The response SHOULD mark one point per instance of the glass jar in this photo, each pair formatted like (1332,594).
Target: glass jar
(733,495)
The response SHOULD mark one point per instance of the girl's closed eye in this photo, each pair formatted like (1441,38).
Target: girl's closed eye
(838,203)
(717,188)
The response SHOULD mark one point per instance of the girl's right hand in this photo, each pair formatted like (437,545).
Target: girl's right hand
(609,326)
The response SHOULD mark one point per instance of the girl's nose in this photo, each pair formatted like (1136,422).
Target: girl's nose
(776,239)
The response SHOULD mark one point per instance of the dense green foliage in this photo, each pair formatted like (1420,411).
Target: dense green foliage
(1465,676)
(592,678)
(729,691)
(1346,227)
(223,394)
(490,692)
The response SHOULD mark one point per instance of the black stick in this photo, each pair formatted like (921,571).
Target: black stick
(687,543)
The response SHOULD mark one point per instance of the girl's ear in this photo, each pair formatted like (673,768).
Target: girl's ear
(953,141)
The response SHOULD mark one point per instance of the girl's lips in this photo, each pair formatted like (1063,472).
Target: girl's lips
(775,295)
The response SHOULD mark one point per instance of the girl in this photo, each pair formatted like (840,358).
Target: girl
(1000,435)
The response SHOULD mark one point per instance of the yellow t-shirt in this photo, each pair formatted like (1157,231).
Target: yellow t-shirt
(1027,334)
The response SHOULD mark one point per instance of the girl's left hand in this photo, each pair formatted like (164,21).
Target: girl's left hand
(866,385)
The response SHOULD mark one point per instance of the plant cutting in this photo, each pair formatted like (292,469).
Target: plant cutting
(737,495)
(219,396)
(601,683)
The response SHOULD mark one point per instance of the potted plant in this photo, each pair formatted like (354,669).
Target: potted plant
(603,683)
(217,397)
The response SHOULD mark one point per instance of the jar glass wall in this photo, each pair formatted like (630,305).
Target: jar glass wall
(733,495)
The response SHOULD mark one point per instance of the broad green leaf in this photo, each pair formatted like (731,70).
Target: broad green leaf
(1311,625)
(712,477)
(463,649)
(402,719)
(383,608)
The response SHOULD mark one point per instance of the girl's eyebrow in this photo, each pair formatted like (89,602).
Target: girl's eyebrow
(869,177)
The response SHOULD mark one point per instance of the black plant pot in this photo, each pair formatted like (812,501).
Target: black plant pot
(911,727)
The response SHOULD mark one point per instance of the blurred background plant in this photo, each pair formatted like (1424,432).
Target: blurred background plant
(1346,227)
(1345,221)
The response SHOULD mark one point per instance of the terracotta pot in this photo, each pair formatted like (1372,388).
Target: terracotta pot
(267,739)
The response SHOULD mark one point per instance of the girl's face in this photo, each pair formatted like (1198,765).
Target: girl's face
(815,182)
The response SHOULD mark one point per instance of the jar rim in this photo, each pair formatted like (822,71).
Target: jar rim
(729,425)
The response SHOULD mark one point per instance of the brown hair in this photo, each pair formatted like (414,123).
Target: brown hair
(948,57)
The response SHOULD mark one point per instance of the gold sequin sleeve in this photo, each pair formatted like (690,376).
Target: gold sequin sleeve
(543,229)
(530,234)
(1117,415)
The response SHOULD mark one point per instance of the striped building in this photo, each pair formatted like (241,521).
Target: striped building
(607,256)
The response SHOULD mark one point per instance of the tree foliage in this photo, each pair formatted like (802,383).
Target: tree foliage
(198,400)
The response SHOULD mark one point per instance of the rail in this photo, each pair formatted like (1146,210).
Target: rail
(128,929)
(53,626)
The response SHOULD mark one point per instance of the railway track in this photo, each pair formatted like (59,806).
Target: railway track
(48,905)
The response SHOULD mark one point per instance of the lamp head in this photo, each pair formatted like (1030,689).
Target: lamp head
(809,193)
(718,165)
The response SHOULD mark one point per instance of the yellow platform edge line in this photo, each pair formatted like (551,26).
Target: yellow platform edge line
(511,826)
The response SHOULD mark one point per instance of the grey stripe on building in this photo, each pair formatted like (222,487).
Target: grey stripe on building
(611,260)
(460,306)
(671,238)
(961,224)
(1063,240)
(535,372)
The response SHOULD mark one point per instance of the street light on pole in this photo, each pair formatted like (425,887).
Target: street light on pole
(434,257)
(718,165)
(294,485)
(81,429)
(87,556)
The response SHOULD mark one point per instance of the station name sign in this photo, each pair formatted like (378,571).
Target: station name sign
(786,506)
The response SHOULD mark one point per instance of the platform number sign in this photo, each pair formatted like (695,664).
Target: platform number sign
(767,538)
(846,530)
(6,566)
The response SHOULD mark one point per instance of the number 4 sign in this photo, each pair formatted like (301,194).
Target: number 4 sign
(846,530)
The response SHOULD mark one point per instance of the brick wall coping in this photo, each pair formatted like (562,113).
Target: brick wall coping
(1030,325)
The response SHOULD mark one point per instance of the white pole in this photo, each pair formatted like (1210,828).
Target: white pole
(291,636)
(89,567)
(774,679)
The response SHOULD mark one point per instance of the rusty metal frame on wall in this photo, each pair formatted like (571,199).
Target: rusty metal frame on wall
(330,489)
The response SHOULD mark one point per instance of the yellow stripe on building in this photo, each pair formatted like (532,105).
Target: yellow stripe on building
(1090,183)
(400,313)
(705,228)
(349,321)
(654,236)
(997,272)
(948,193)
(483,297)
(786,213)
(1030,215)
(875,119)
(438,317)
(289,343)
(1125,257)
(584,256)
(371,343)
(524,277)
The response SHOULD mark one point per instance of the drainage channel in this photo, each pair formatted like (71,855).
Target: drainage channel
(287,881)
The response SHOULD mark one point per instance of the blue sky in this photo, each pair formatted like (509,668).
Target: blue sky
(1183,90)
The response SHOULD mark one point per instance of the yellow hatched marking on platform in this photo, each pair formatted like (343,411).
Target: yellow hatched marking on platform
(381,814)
◇ ◇ ◇ ◇
> _What the task asks_
This exercise needs each record retyped exactly as shown.

> _Task response_
The response SHOULD mark one point per instance of the glass jar in this photo, each pair formatted like (1332,594).
Target: glass jar
(733,495)
The response SHOULD mark one point per instance of the girl's closed eye in this photo, each pair formatted like (1441,38).
Target: girl's closed eye
(838,203)
(717,188)
The response SHOULD mark one point per instance of the girl's right hand in this photo, each pair formatted like (437,545).
Target: girl's right hand
(609,326)
The response SHOULD mark one point per instance of the girl's nose in this photo, each pair formatted like (1136,422).
Target: girl's nose
(776,239)
The response SHOULD mark one point per instance of the dense green foliage in this photo, each pair formatted like (1420,411).
Target: dense green foliage
(1465,676)
(592,678)
(729,691)
(1346,227)
(223,394)
(490,692)
The response SHOULD mark one point per instance of the black stick in this photo, each pair formatted like (921,571).
Target: black stick
(687,543)
The response SHOULD mark one point per instance of the girl's ear in this photo, each pair formatted like (673,768).
Target: girl's ear
(953,141)
The response SHOULD mark one point per instance of the girl's lips in this photo, each pair formatted like (1063,472).
Target: girl's lips
(775,295)
The response SHOULD mark one point per instance of the girl in this photo, each pair formatted like (840,358).
Target: girl
(1000,435)
The response SHOULD mark one point per instance of the yellow t-shirt in this photo, each pair formatted like (1157,231).
Target: yellow t-shirt
(1027,334)
The response SHOULD mark one point per instance of the girl's left hand in this photo, each pair formatted like (164,21).
Target: girl's left hand
(866,385)
The response SHOULD mark one point per instance of the plant cutting in this photo, each pair formatted like (292,469).
Target: plant cutting
(737,495)
(219,396)
(601,683)
The response SHOULD mark one point per instance of the potted plant in this photo, each pair formatted like (354,669).
Target: potted plant
(603,683)
(217,397)
The response SHOULD mark one point per instance of the jar glass wall in this photo, each pair formatted like (630,305).
Target: jar glass wall
(733,495)
The response SHOULD mark one point per instance of the broad green leaf in this photo, each pair formatted like (731,70).
Target: broad green leaf
(1311,625)
(712,477)
(463,649)
(402,719)
(383,608)
The response SHOULD mark one point per instance of the girl's eyebrow in this photo, each pair formatted like (89,602).
Target: girl's eyebrow
(869,177)
The response SHOULD mark one point per instance of the black plant pot in this photo, each pair formatted like (812,501).
Target: black plant pot
(911,727)
The response SHOULD mark one point per instance of the blurred background plant in this photo, each pair formatted like (1424,432).
Target: blurred background plant
(1346,227)
(1345,221)
The response SHOULD mark one point per instance of the terracotta pot in this photo, each pair formatted like (1372,388).
Target: terracotta pot
(267,739)
The response SHOULD mark one point per instance of the girl's face in this photo, each pair formatted like (1198,765).
Target: girl's face
(815,182)
The response SHOULD mark one point per instance of the jar rim in this photo, each pair formatted like (822,71).
Target: jar rim
(729,425)
The response SHOULD mark one point per instance of the brown hair in this photo, each pair formatted like (414,123).
Target: brown hair
(948,57)
The response SHOULD mark one point per instance of the gold sequin sleeve in this photo, each pair formatted like (690,376).
Target: gold sequin sleeve
(543,229)
(530,234)
(1117,415)
The response SHOULD mark one point per instance of the striped building in this photo, each pair formatted like (241,521).
Target: striped building
(607,256)
The response SHOULD mark one point per instance of the tree foliage in this photo, each pair formatted like (802,383).
Target: tree foliage
(198,400)
The response SHOULD mark one point per instance of the rail in this photo, each pair formatted like (1146,210).
Target: rail
(128,929)
(53,626)
The response SHOULD mark one point per instance of the railway track in this photo, each pair formatted like (59,806).
Target: railway track
(48,905)
The response SHOULD mark one point per instance of the lamp head in this photo, each pair formatted like (1030,689).
Target: lamp head
(809,193)
(718,165)
The response SHOULD mark one point per instance of the yellow platform edge line in this photo, each pair formatted like (551,26).
Target: yellow platform edge line
(511,826)
The response SHOULD mark one point per instance of the grey stripe on building in this photo, each pair formatted like (222,487).
Target: grey stripe on building
(611,260)
(460,306)
(671,238)
(961,224)
(1063,240)
(535,372)
The response SHOULD mark one point per instance of the street light on pole in this photo, each pair formatted like (425,887).
Target: street light on pole
(434,257)
(718,165)
(294,485)
(81,429)
(87,556)
The response SHOULD mark one point per instance of the station name sign in this photo, each pair formatted like (378,571).
Target: station name sign
(786,506)
The response SHOULD mark one point per instance of the platform number sign in this photo, each pair formatted like (695,664).
Target: platform number sign
(767,538)
(846,530)
(6,566)
The response SHOULD mark one point per instance of the number 4 sign in this photo, each pair formatted like (301,194).
Target: number 4 sign
(846,530)
The response SHOULD mark one point per instance of the brick wall coping in this photo, each pair formatted like (562,113).
Target: brick wall coping
(1030,325)
The response SHOULD mark one point per instance of the white pole in this photo, each pair formatted like (1210,828).
Target: white pole
(291,636)
(89,567)
(774,679)
The response SHOULD mark one point per instance of the rusty metal frame on wall in this photo, each pair formatted like (571,199).
Target: rusty metal frame on wall
(330,489)
The response SHOULD mark one point per instance of the yellow stripe on building in this photo, each pair formatted like (532,105).
Target: yellow stripe on building
(1090,183)
(400,313)
(705,228)
(349,321)
(654,236)
(997,272)
(948,193)
(483,297)
(786,213)
(1030,215)
(875,119)
(438,317)
(289,343)
(1125,257)
(584,256)
(371,343)
(524,277)
The response SHOULD mark one point per instance of the drainage channel in this photo, each pair formatted like (71,855).
Target: drainage channel
(287,881)
The response SHOULD mark one point per instance of the blue sky in this photo, each pair formatted like (509,668).
Target: blue sky
(1183,90)
The response SHOULD mark one point per instance of the yellow hatched marking on platform in this photo, each pair formatted like (343,411).
Target: yellow hatched marking on platform
(381,814)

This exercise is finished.